◆ **DIRECTIONS FOR THIS TASK**: Restate word for word the span of lines that opens with the line containing "Query: american flag" and closes with the last line of the material. Include both ends and nothing more.
------ PROVIDED MATERIAL
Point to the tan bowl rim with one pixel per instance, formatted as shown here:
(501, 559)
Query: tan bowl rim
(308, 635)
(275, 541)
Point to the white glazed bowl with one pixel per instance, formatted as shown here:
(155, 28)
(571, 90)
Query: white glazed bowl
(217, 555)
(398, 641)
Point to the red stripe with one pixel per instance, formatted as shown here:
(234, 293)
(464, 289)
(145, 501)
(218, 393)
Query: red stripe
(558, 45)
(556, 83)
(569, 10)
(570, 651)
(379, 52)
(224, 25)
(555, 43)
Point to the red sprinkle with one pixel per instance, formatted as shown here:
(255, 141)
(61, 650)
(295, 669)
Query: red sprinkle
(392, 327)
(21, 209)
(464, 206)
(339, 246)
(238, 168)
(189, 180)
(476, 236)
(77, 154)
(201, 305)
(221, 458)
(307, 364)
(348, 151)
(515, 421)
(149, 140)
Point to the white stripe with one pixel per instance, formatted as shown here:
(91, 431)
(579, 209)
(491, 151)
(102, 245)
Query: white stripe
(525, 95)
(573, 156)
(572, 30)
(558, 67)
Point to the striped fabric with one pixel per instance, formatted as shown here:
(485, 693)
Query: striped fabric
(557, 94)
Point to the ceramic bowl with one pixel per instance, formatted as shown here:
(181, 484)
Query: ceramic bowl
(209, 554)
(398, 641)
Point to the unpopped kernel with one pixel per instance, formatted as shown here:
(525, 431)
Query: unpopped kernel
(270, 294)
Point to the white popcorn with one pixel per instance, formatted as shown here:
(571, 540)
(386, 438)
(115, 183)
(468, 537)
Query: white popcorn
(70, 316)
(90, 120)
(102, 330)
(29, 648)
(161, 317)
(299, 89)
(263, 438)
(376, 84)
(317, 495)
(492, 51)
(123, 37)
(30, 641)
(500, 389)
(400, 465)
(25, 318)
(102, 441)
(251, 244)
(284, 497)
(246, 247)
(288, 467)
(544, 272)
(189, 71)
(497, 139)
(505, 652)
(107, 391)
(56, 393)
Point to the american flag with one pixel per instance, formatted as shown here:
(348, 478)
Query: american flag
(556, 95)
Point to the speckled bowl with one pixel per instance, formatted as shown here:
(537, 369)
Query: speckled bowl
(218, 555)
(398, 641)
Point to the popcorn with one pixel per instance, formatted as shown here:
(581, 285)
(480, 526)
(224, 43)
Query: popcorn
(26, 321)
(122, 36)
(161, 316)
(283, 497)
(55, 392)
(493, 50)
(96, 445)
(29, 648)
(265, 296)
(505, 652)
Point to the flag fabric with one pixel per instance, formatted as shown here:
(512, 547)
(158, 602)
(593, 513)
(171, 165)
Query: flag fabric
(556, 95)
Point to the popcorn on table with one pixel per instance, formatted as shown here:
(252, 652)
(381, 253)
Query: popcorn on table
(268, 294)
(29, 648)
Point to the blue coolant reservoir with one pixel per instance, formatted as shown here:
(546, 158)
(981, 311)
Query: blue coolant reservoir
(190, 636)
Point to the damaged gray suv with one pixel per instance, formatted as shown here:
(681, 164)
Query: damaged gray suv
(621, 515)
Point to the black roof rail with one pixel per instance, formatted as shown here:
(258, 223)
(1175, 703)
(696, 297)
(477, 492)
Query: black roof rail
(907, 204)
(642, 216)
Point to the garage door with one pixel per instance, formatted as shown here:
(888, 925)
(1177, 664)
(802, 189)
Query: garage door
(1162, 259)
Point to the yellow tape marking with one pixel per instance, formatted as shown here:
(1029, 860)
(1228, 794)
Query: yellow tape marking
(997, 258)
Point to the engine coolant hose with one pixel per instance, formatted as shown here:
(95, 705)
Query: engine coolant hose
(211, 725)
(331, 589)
------------
◆ **RESPONSE**:
Query: american flag
(556, 95)
Point to the speckled bowl with one pixel per instance, formatted as shown here:
(537, 369)
Query: speckled bowl
(218, 555)
(398, 641)
Point to the popcorn with one pixel per instance, formatted as shown here:
(581, 285)
(480, 526)
(224, 43)
Query: popcorn
(26, 321)
(122, 36)
(161, 316)
(283, 497)
(55, 392)
(493, 50)
(96, 445)
(29, 648)
(265, 296)
(505, 652)
Point to the flag fabric with one pixel per instance, formatted as shown here:
(512, 547)
(158, 602)
(593, 513)
(171, 165)
Query: flag fabric
(556, 95)
Point to the popcorn on table with one pixel per instance, formatted as shown here:
(252, 652)
(381, 253)
Query: popcorn on table
(268, 294)
(29, 648)
Point to the blue coolant reservoir with one pixel per instance, formatted as shown here:
(546, 158)
(981, 311)
Query: blue coolant reservoir
(190, 636)
Point to the damaged gray suv with one pixel per instance, formatted as shown here:
(681, 164)
Query: damaged gray suv
(621, 515)
Point to the black roof rail with one pixel per instance, formatted as shown here:
(258, 223)
(1175, 703)
(696, 297)
(477, 492)
Query: black roof rail
(907, 204)
(642, 216)
Point to the garage door with one pixel per instance, formatted as shown here:
(888, 925)
(1177, 664)
(802, 189)
Query: garage door
(1162, 259)
Point to the yellow tape marking with one pixel per instance, formatted as shown here:
(1029, 860)
(1228, 794)
Query: yellow tape marking
(997, 258)
Point to the engine coolant hose with one pixel per instance, formatted as shown here:
(95, 705)
Query: engine coolant hose
(211, 725)
(331, 589)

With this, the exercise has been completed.